[A block of data]
-- START --

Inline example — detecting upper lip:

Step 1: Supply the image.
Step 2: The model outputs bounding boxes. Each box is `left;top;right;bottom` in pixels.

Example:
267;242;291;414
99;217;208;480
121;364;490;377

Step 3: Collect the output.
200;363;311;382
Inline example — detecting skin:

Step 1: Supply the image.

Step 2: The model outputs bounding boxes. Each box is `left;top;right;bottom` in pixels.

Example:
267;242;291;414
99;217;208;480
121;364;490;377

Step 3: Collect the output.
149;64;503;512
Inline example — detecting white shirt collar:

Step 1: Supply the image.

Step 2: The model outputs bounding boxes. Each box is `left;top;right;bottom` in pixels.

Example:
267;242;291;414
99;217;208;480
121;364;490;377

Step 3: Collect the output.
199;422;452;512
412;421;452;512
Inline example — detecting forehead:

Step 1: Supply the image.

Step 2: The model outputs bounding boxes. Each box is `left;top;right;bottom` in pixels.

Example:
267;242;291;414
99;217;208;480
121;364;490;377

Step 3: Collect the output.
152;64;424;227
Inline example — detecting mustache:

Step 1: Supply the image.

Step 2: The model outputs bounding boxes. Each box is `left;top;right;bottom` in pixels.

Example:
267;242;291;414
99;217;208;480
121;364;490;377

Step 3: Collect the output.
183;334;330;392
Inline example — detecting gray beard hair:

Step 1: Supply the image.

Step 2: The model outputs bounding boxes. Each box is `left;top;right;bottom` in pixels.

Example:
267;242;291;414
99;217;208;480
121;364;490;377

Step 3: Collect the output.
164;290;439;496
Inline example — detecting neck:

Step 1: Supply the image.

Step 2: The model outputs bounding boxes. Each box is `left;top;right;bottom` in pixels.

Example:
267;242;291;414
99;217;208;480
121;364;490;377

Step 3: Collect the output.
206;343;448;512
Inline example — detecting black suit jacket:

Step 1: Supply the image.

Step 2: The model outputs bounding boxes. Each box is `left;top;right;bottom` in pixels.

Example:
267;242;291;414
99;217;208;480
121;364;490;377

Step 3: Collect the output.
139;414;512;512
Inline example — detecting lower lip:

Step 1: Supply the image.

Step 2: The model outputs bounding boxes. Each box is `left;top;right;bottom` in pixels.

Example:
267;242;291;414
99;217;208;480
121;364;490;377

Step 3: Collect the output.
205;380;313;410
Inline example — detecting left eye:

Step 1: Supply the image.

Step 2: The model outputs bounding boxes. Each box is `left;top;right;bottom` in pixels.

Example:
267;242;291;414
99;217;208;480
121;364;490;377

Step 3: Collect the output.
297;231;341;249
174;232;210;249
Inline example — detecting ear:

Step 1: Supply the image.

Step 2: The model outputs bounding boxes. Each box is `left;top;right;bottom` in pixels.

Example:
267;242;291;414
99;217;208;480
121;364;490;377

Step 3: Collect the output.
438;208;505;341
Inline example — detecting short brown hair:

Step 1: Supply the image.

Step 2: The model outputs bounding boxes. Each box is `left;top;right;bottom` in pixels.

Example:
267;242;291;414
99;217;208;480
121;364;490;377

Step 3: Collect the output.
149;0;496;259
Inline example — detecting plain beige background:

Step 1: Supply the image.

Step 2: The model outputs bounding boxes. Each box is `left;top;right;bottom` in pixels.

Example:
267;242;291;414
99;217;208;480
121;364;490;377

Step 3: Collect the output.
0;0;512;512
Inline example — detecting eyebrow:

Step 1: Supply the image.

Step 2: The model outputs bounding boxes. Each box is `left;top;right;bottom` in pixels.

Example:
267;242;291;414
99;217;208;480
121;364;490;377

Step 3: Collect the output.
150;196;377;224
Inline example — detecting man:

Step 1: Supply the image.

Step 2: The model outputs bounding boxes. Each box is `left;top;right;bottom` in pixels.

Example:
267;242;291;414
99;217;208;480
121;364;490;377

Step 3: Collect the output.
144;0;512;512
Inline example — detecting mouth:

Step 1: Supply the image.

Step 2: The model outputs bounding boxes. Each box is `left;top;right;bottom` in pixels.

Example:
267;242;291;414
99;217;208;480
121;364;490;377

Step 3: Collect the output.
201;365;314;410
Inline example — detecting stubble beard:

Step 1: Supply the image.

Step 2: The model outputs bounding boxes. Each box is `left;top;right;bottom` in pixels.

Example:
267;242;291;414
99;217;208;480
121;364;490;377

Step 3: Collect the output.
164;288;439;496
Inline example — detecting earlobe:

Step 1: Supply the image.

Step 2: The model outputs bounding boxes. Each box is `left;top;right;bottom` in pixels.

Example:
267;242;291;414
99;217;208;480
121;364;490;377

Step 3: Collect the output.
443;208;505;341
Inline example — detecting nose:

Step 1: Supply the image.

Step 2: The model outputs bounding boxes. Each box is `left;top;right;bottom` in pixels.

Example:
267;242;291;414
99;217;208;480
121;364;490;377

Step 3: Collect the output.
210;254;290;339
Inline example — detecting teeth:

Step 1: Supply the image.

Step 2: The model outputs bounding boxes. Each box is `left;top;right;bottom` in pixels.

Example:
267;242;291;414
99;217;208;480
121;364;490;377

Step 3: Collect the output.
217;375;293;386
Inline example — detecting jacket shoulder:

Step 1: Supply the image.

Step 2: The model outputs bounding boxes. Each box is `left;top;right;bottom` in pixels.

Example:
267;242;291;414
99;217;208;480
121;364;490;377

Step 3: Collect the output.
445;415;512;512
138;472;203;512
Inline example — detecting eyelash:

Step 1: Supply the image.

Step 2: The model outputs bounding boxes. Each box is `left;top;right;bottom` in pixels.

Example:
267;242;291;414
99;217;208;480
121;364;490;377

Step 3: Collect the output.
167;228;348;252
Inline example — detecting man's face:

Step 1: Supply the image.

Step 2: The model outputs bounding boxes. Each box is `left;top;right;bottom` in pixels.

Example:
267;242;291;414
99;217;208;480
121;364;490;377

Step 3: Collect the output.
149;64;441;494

-- END --
-- START --

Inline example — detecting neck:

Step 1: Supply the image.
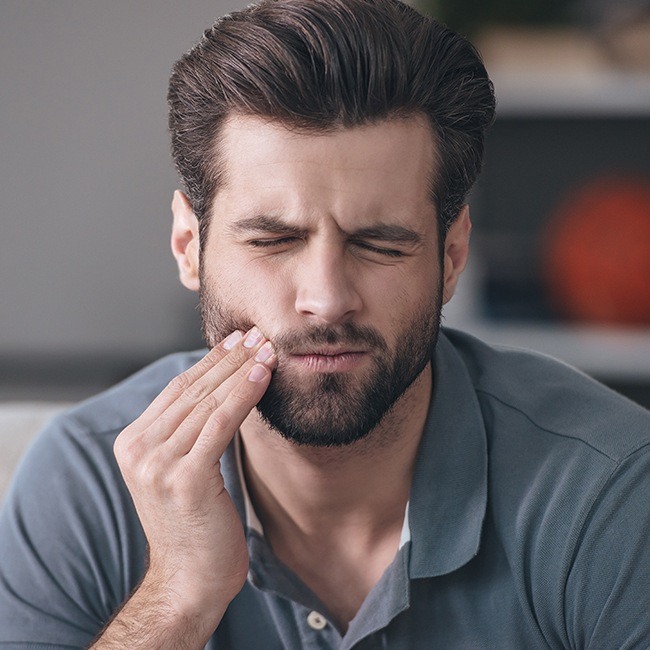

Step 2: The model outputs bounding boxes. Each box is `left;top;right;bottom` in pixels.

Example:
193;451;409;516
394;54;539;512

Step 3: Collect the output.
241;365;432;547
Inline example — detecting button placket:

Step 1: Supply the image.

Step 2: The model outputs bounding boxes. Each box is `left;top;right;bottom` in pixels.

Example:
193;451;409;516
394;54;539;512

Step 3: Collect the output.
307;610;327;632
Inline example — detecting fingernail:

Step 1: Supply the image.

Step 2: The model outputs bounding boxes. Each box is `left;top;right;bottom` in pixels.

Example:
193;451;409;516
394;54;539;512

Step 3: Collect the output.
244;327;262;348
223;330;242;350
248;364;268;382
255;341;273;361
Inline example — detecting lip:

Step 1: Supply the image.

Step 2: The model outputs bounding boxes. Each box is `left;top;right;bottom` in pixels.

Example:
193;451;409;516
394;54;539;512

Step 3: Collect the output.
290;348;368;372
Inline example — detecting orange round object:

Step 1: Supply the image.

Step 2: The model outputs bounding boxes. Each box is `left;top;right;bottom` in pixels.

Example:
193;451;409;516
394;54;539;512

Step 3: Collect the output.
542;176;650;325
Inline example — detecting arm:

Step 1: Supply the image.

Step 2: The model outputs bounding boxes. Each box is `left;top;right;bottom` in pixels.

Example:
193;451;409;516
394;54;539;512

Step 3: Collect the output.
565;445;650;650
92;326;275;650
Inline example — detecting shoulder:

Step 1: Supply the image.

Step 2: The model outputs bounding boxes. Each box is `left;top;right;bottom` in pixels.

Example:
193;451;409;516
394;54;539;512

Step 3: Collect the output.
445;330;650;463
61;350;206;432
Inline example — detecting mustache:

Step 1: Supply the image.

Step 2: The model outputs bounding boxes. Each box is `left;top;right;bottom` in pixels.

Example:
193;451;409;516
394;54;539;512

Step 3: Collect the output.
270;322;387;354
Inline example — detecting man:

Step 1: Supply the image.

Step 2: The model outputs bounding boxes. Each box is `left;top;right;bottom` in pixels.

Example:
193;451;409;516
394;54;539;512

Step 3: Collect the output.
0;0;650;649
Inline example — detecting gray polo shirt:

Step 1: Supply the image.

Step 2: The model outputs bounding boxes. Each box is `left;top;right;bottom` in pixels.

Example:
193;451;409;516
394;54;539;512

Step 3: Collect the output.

-- END --

**Exercise aim**
Copy out, word for word, the part of the records above that opens with the line containing "Inline example — detecting jacket" and closes with the line containing "149;64;441;494", including both of those lines.

**Exercise response**
Inline example — detecting jacket shoulder:

Step 1: Supply the image.

Step 2: The model outputs bounding boxes. Each box is `left;top;right;bottom` in pixels.

Example:
267;242;291;414
99;217;208;480
121;364;490;377

Step 3: Collect the output.
445;415;512;512
138;472;203;512
Inline example — detecting eyelash:

Step 1: Supply the image.

Step 2: The model outputs bounding boxes. Each box is `left;top;right;bottom` in pixels.

Example:
267;242;291;414
99;217;208;480
121;364;490;377

Step 3: Collect the output.
167;228;348;252
Inline example — detecting man's face:

Step 1: Supply the image.

Step 2: The model outputs bounding boxes. Each box is `left;top;right;bottom` in pixels.

Example:
267;242;291;414
99;217;208;480
121;364;490;377

Step 3: Collect the output.
149;64;441;494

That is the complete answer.